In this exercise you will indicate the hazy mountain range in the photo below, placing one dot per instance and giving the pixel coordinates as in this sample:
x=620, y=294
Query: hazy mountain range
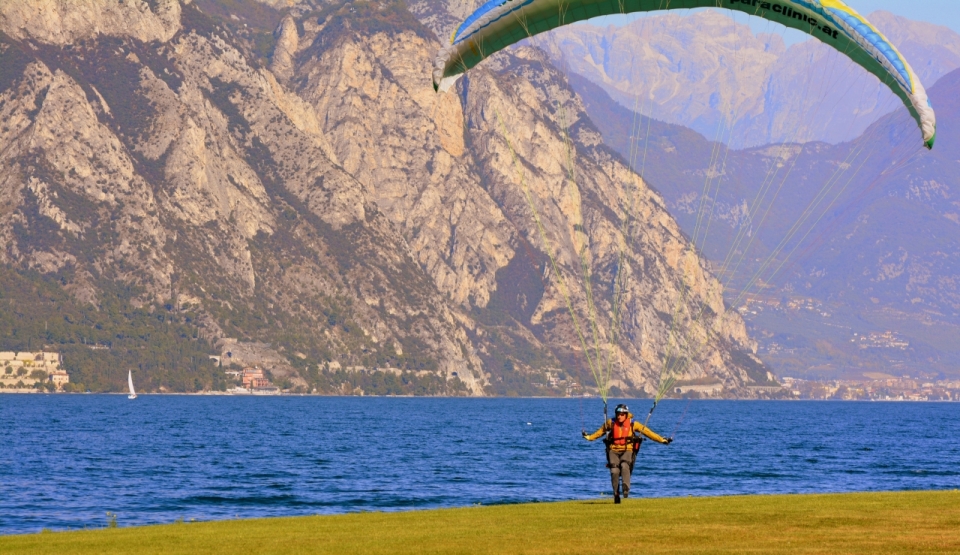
x=184, y=179
x=877, y=253
x=710, y=72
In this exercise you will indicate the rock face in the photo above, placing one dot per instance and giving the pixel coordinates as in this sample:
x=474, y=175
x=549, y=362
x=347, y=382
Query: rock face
x=710, y=72
x=338, y=211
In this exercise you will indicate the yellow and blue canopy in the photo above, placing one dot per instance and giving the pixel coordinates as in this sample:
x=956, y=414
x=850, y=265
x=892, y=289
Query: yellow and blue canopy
x=500, y=23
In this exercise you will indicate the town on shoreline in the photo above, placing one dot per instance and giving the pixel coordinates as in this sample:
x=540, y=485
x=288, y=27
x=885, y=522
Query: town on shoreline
x=43, y=372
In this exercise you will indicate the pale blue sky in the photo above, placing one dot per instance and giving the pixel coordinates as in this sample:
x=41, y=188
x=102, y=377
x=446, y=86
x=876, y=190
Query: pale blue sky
x=941, y=12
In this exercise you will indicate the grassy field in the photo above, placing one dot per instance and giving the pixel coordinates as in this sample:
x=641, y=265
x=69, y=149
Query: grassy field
x=909, y=522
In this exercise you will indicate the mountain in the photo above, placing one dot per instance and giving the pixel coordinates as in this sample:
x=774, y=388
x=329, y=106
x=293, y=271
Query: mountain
x=280, y=185
x=710, y=72
x=876, y=257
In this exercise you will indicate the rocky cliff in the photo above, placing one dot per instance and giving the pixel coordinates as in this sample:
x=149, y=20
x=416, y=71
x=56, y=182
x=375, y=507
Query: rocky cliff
x=285, y=176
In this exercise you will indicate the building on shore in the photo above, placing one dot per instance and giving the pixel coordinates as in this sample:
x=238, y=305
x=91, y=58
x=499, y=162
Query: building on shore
x=27, y=369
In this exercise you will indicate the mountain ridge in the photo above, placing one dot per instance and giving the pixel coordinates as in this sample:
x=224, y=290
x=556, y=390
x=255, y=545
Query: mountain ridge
x=326, y=202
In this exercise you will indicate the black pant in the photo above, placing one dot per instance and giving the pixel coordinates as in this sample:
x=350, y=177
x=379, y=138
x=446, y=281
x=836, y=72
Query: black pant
x=620, y=463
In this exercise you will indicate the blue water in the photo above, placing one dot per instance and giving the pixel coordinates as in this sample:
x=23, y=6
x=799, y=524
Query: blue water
x=67, y=459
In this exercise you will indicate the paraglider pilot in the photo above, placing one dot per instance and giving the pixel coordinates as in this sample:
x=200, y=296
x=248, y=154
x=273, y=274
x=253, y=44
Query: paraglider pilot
x=622, y=445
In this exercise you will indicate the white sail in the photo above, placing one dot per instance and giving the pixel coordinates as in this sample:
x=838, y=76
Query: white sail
x=133, y=394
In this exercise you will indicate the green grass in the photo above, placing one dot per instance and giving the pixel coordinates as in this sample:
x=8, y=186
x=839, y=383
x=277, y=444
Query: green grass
x=907, y=522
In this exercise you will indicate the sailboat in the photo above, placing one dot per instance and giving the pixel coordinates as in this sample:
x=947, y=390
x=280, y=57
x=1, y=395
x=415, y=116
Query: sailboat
x=133, y=394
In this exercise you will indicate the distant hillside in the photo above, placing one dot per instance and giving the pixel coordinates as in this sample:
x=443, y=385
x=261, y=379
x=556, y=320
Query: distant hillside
x=708, y=68
x=278, y=182
x=885, y=256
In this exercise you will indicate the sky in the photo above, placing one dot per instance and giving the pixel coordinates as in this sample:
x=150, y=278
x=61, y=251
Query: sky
x=940, y=12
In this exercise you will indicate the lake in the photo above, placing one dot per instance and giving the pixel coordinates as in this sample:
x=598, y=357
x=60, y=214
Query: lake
x=65, y=460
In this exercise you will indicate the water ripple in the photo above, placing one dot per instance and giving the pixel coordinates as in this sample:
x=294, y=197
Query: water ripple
x=67, y=459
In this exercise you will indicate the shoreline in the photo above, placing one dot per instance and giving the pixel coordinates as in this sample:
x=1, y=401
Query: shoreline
x=887, y=522
x=274, y=395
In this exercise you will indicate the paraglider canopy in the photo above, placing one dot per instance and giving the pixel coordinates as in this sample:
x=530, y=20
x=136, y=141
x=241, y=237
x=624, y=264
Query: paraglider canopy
x=500, y=23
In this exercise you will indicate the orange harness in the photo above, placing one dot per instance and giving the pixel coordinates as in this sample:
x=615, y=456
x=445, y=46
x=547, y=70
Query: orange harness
x=622, y=433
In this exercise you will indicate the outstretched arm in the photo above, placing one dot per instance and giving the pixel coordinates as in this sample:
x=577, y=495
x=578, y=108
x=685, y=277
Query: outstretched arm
x=603, y=429
x=638, y=427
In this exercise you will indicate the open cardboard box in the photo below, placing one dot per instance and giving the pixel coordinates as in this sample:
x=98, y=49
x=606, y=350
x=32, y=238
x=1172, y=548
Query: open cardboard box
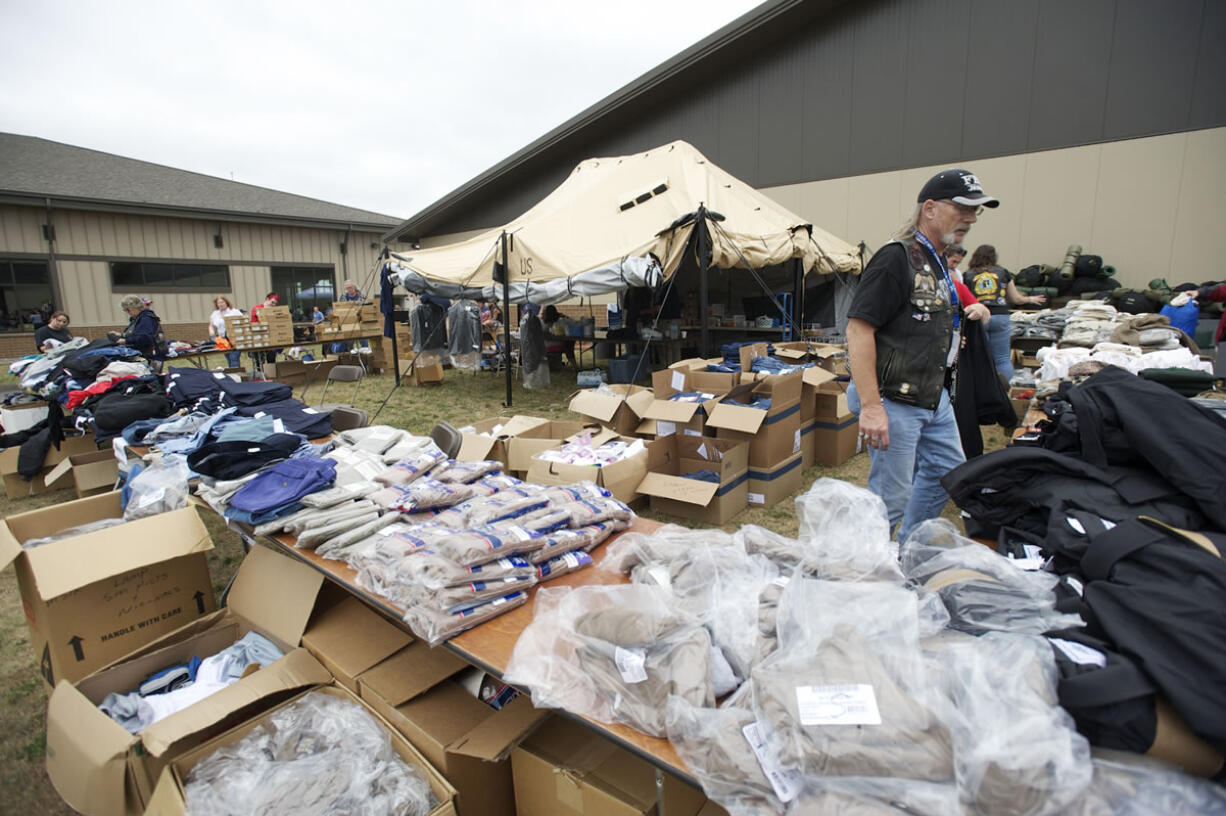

- [Set exercise]
Please show every line of the entries above that contains the word "pale", and note that case counts.

- [Complete answer]
In this exercise you will indicate the pale blue sky in the photo above, placing one dot per instance and giving the pixel coordinates as in this sample:
Query: pale blue sky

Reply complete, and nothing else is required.